== Texto proporcionado ==
Una gran satisfacción de pasear junto a los lectores es sentir su participación en el proceso de completar los huecos surgidos por falta de conocimiento. La ciudad es un tejido colectivo, y con la unión de todas sus visiones podemos cerrar poco a poco su rompecabezas.

Nos habíamos quedado en una preciosa casa con aspecto de masía en el carrer de Lloret de Mar, y gracias a estas contribuciones de particulares he podido averiguar de su soledad hasta los años setenta del siglo pasado, cuando se urbanizó la zona comprendida entre el carrer d’Eduard Toda y Valldaura, de ahí esa aglomeración de bloques antinaturales para el pasado hortense. Justo después de este edificio tan notorio está el Parc de la Unitat, denominado así al simbolizar el entendimiento entre las asociaciones de vecinos, enfrentadas por múltiples discrepancias durante el posfranquismo. El parque, reformado en 2010, pretendía dar un espacio verde al vecindario, pero como muchos proyectos de esta tipología de los consistorios socialistas, ha quedado desfasado y asemeja a una bocana para acceder al estacionamiento de vehículos.

Desde esa casa verde me gusta descender, sin ningún motivo concreto, por el carrer del Canigó, arrasado de su estética de antaño mediante una serie de viviendas sin minucias resaltables; por eso mismo resulta fácil exaltarse con su número 62, donde en la parte superior de la fachada podemos leer Estança dorada, y ese nombre tan precioso me suscita dudas más bien chistosas, pues tanto podrían aludir a una discreta casa de citas como al hogar perfecto para un retiro tras décadas de trabajo para sus propietarios, dichosos por dar con el lugar ideal para vivir sus últimos años envueltos en esa paz proverbial, tan alejada del ruido barcelonés.
===
◆ **Consigna**: Enumera todas las calles que el texto nombra precedidas de la palabra «carrer».
== Datos proporcionados ==
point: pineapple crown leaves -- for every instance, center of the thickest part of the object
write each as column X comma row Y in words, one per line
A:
===
◆ **Resultado**:
- Carrer de Lloret de Mar
- Carrer d’Eduard Toda
- Carrer del Canigó